Exercise brief: Could you edit the items from the start through the line containing "503 376 L 505", replacing "white shorts" with "gray shorts" and leaving everything else unchanged? Omit the picture from your answer.

Annotation dataset items:

====================

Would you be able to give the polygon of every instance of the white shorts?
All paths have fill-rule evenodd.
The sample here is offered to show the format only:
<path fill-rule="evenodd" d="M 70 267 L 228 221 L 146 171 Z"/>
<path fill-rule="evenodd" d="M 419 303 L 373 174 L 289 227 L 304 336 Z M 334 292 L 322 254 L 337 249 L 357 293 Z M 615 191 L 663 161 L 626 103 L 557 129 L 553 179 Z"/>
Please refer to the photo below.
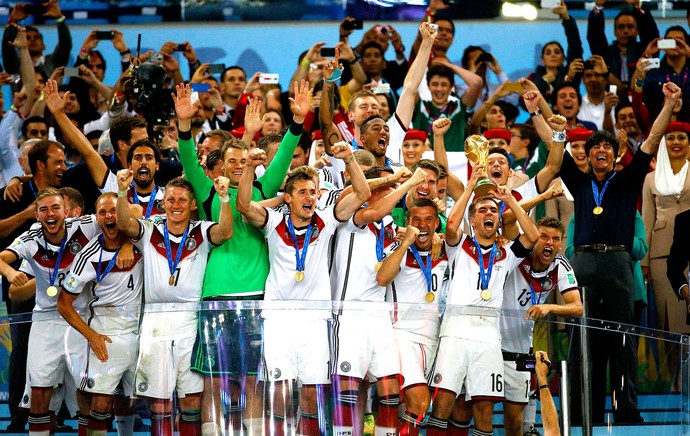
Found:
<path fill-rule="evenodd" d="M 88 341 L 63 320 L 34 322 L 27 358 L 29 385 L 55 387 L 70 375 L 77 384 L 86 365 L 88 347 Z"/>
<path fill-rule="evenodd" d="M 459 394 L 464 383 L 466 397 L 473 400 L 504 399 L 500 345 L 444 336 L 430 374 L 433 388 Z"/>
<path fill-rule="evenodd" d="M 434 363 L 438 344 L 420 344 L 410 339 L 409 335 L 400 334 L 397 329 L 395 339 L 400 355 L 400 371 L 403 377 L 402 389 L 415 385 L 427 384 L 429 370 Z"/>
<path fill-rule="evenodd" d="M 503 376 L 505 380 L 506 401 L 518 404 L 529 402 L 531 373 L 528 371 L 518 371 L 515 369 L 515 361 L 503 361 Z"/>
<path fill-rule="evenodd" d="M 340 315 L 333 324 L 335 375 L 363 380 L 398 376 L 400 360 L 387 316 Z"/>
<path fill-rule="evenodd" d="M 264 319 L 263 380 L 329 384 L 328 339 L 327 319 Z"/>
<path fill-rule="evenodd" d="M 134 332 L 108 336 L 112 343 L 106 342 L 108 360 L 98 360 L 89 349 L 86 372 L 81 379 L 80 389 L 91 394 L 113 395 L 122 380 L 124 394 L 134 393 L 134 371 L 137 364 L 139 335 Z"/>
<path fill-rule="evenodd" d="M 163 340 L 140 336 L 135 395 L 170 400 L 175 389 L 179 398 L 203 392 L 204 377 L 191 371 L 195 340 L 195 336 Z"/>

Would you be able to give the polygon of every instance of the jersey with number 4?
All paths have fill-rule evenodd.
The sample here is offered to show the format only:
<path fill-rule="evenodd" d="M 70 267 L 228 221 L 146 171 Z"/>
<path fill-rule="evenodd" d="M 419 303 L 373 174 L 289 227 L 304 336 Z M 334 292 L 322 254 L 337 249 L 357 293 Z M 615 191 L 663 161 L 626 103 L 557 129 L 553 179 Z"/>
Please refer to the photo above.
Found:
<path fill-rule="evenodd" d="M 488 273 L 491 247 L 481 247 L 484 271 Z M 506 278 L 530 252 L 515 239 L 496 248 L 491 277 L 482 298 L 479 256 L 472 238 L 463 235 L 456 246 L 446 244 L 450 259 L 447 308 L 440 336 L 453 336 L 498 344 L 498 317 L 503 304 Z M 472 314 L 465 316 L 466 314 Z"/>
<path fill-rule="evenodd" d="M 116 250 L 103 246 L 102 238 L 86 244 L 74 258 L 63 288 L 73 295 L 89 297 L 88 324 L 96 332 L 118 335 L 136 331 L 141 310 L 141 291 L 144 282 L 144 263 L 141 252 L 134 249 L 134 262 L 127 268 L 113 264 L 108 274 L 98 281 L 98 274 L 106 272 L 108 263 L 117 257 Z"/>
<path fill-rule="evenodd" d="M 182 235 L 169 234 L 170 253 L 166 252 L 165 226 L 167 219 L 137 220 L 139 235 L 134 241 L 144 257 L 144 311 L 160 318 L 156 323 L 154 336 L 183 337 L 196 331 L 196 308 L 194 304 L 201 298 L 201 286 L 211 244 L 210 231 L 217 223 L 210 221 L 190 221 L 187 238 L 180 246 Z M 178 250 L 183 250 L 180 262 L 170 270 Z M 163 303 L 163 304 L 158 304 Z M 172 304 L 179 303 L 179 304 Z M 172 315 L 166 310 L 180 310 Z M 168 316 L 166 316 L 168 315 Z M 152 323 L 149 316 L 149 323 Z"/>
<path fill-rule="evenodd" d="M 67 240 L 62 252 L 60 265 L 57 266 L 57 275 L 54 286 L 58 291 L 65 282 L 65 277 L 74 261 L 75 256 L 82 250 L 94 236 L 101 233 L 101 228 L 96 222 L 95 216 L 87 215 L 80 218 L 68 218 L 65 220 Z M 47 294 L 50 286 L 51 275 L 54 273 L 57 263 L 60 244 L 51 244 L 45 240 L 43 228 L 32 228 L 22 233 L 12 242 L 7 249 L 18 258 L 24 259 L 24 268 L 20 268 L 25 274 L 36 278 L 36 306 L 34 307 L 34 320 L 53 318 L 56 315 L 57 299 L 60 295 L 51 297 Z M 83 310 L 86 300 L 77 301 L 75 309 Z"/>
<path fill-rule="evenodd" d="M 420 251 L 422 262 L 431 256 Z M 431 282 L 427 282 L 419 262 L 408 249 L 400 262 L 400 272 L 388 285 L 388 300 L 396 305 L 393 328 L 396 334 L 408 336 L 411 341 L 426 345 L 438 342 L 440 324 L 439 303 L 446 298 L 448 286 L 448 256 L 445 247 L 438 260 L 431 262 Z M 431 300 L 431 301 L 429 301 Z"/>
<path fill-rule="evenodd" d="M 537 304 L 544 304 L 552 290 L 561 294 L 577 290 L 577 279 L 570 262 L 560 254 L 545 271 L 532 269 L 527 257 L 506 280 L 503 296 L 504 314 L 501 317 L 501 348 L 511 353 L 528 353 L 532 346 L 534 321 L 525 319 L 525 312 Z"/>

====================

Output for this exercise:
Would you be able to give the polygon of every instance of the gray shorts?
All paths have fill-rule evenodd.
The sample here is offered to show the format only:
<path fill-rule="evenodd" d="M 70 267 L 228 221 L 146 171 Z"/>
<path fill-rule="evenodd" d="M 419 303 L 373 174 L 289 227 L 304 336 Z M 334 292 L 322 254 L 337 249 L 357 293 Z M 615 191 L 663 161 L 626 103 L 557 129 L 553 179 Z"/>
Please refer to the photo below.
Found:
<path fill-rule="evenodd" d="M 88 341 L 63 320 L 34 322 L 27 358 L 29 385 L 55 387 L 70 375 L 77 384 L 86 365 L 88 347 Z"/>
<path fill-rule="evenodd" d="M 459 394 L 464 383 L 466 397 L 473 400 L 504 399 L 500 345 L 444 336 L 430 374 L 433 388 Z"/>
<path fill-rule="evenodd" d="M 434 363 L 438 344 L 420 344 L 410 339 L 409 335 L 400 334 L 397 329 L 395 339 L 400 355 L 400 371 L 403 377 L 402 389 L 415 385 L 427 384 L 429 370 Z"/>
<path fill-rule="evenodd" d="M 503 376 L 505 380 L 506 401 L 518 404 L 529 402 L 531 373 L 528 371 L 518 371 L 515 369 L 515 361 L 503 361 Z"/>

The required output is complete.